TEXT BLOCK ▸
□ □ □ □
The embolic microspheres have the disadvantage of being unable to image themselves, making it impossible to track and locate them in the body. As a result, it is difficult to accurately determine the distribution of microspheres in blood vessels and the embolization site, and the exact location of embolic microspheres cannot be confirmed after surgery. At the same time, the drug-loaded microspheres that have been marketed in China lack imaging capabilities, which limits the precise guidance, monitoring, and efficacy evaluation by various imaging devices (such as MR, CT, ultrasound, etc.).
But the development of imaging microspheres is more challenging, requiring higher standards for materials, and achieving both imaging and drug-loading functions is difficult. Cardiolink Science has taken the lead in this field and has made breakthrough progress so far. Professor Jianfei Tu from Lishui Central Hospital shared a clinical study verifying the safety and efficacy of imaging embolic microspheres for transarterial chemoembolization in liver cancer.The above research results show that the imaging microspheres developed by Cardiolink Science have good immediate and long-term imaging performance, good maneuverability, satisfactory embolization effects during surgery, and no device-related adverse events occurred. These results preliminarily demonstrate the safety and effectiveness of Cardiolink Science's imaging embolic microspheres for transarterial chemoembolization in liver cancer.
In addition to drug-loaded microspheres and imaging microspheres, Cardiolink Science has also developed a range of embolic products including uniform-sized microspheres, biodegradable microspheres, and targeted physical ADC microspheres. The uniform-sized microspheres distribute more evenly during TACE, resulting in more uniform drug distribution and reducing the risk of microsphere redistribution. Biodegradable microspheres optimize treatment by minimizing long-term side effects caused by permanent embolization, making them especially suitable for treating gastrointestinal bleeding and uterine fibroids.
□ □ □ □
WHAT TO WORK ON ▸
(a) Print the passage of the microsphere text from "In addition to" to "and uterine fibroids.".
(b) Answer the following questions using the microsphere text:
(i) Which imaging devices does it name as examples?
(ii) At which hospital does Professor Jianfei Tu work?
(iii) For which conditions are biodegradable microspheres described as especially suitable?
(c) Continue the microsphere text from the point at which it ends.

DATASET EXTRACT ▸
□ □ □ □
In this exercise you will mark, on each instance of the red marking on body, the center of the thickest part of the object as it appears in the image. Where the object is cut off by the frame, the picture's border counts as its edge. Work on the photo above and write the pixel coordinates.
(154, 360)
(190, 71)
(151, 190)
□ □ □ □
PER-TASK OUTPUTS ▸
(a)
In addition to drug-loaded microspheres and imaging microspheres, Cardiolink Science has also developed a range of embolic products including uniform-sized microspheres, biodegradable microspheres, and targeted physical ADC microspheres. The uniform-sized microspheres distribute more evenly during TACE, resulting in more uniform drug distribution and reducing the risk of microsphere redistribution. Biodegradable microspheres optimize treatment by minimizing long-term side effects caused by permanent embolization, making them especially suitable for treating gastrointestinal bleeding and uterine fibroids.

(b)
(i) MR, CT, and ultrasound.
(ii) Lishui Central Hospital.
(iii) Gastrointestinal bleeding and uterine fibroids.

(c)
Notably, the targeted physical ADC microspheres are an innovative product that Cardiolink Science has pioneered on a global scale. ADC drugs represent a popular research direction in the field of precise cancer treatment. This next-generation embolic microsphere can not only load platinum-based chemotherapy drugs but also large-molecule monoclonal antibody drugs and small-molecule drugs such as sorafenib. This allows cancer treatment to evolve from a systemic approach to a localized one, achieving more precise therapy.
As multiple products have been launched, Cardiolink Science's product portfolio has become more comprehensive. In the past, even though some products entered the market earlier, China's TACE market still maintained rapid growth, and interventional embolization surgeries centered on TACE therapy have become increasingly popular. As an innovative leader, Cardiolink Science has injected new vitality into the development of liver cancer interventional treatment, driving industry progress with innovative technology and capturing doctors' needs early on through its deep understanding of therapies. The company’s commitment to "reconstructing the local immune ecosystem, establishing targeted therapeutic devices for sequential cell apoptosis and death, and developing drug delivery systems" has been increasingly accepted and recognized by experts and scholars. From its product iteration path, it can be foreseen that the future of interventional medicine will continue to evolve towards reconstructing the immune ecosystem, combining pharmaceuticals and devices, and reshaping disease treatment.